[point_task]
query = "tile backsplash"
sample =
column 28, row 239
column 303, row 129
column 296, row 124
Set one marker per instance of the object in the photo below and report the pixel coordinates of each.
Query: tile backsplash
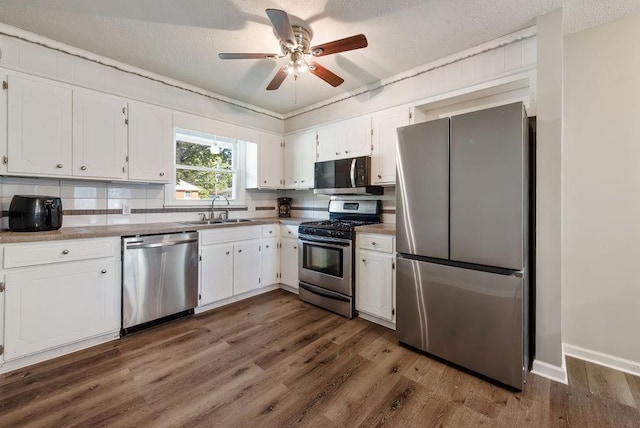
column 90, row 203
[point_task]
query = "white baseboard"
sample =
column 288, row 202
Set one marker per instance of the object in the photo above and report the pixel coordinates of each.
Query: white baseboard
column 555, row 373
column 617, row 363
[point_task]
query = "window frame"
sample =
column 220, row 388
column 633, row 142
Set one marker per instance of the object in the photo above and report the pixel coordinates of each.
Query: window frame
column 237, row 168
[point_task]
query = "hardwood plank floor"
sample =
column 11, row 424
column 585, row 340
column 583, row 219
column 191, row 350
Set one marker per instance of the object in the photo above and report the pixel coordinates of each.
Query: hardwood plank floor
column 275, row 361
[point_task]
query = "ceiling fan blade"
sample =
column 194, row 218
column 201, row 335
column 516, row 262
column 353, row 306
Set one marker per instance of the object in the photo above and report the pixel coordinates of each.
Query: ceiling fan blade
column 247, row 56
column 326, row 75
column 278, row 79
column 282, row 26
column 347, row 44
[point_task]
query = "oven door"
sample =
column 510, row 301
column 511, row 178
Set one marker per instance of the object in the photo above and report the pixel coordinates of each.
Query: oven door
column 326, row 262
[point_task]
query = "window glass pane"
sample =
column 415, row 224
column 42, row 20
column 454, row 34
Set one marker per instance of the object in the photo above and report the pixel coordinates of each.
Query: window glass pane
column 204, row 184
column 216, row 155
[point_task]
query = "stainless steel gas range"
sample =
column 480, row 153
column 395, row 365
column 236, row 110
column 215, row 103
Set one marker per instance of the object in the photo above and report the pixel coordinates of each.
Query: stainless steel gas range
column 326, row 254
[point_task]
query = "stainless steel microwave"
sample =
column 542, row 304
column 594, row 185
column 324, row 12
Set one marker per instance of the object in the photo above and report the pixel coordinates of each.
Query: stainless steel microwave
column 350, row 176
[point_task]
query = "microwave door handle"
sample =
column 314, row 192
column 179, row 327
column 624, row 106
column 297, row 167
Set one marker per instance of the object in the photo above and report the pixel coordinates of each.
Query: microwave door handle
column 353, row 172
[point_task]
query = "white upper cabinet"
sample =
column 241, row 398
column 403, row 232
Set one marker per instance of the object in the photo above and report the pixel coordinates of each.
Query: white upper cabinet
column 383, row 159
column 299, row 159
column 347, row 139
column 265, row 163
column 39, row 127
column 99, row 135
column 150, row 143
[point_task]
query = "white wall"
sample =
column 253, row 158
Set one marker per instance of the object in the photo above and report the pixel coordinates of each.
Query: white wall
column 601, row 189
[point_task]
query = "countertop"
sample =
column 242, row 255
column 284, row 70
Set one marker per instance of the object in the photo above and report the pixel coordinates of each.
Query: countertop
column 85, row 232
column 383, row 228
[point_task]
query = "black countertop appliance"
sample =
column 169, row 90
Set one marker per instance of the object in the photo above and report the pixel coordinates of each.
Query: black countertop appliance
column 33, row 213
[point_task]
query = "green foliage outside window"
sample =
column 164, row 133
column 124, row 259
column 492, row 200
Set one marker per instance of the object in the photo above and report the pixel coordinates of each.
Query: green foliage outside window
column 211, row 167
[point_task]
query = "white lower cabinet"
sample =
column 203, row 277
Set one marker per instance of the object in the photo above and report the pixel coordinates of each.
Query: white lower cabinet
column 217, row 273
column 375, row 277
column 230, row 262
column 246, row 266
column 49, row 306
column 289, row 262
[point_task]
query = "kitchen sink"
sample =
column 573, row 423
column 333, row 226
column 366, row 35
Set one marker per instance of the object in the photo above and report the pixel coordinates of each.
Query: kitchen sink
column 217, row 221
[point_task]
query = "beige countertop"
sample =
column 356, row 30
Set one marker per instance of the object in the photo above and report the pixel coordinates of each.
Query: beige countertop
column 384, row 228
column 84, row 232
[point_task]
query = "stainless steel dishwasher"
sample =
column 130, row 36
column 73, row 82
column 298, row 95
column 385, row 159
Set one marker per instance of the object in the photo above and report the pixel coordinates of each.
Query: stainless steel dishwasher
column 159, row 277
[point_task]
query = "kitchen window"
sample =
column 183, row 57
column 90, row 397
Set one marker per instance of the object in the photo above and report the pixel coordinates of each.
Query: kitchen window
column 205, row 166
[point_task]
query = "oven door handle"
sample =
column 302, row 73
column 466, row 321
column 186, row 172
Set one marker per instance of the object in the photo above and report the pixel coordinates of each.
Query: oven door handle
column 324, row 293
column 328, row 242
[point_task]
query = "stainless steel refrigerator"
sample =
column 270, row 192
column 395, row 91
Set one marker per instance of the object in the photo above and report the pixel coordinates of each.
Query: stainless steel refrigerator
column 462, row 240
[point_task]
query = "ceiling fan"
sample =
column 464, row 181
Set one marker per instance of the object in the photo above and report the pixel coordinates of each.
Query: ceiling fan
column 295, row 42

--

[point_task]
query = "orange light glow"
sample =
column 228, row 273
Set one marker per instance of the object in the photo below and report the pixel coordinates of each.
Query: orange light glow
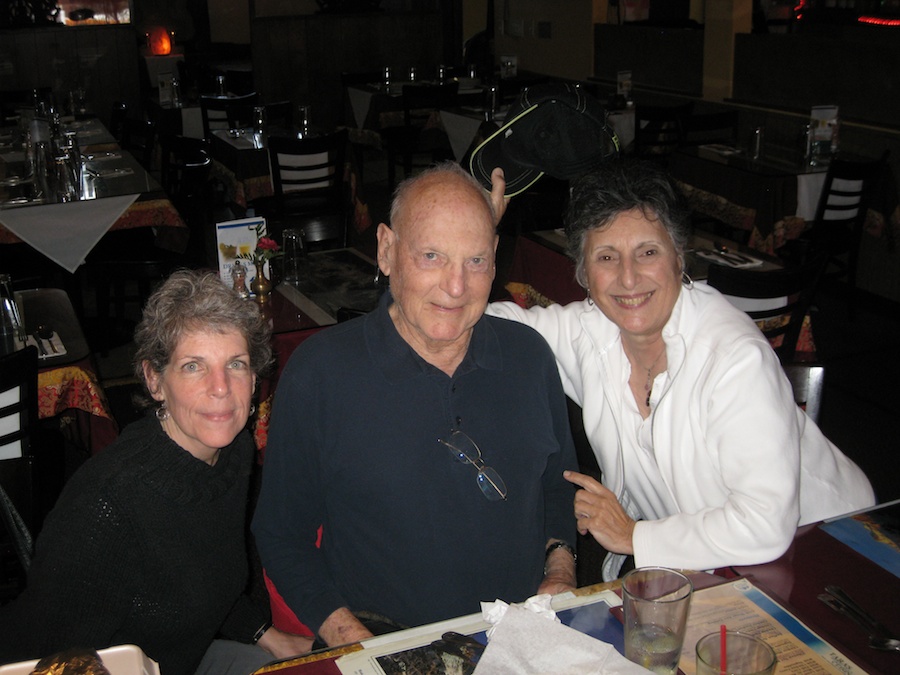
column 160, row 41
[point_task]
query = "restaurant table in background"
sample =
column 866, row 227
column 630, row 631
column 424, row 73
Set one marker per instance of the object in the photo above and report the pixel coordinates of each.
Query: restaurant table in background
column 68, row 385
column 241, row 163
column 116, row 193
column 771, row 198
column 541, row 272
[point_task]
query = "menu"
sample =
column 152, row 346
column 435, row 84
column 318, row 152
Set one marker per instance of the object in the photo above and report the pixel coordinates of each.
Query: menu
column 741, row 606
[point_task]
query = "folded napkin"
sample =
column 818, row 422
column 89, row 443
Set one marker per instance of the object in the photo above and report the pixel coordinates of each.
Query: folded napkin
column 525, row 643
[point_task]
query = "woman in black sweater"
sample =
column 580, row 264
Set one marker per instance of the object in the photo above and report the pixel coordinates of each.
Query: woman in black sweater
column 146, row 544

## [TASK PROMPT]
Starting at the line above that contains "column 424, row 73", write out each line exactly until the line that contains "column 318, row 152" has been written, and stop there.

## [OUTPUT]
column 424, row 73
Set one marker per instance of the object in the photo above and report the pixel coordinates of each.
Query: restaurant table in background
column 68, row 385
column 241, row 163
column 116, row 193
column 771, row 198
column 541, row 272
[point_task]
query = "menu"
sample =
column 152, row 346
column 435, row 84
column 318, row 152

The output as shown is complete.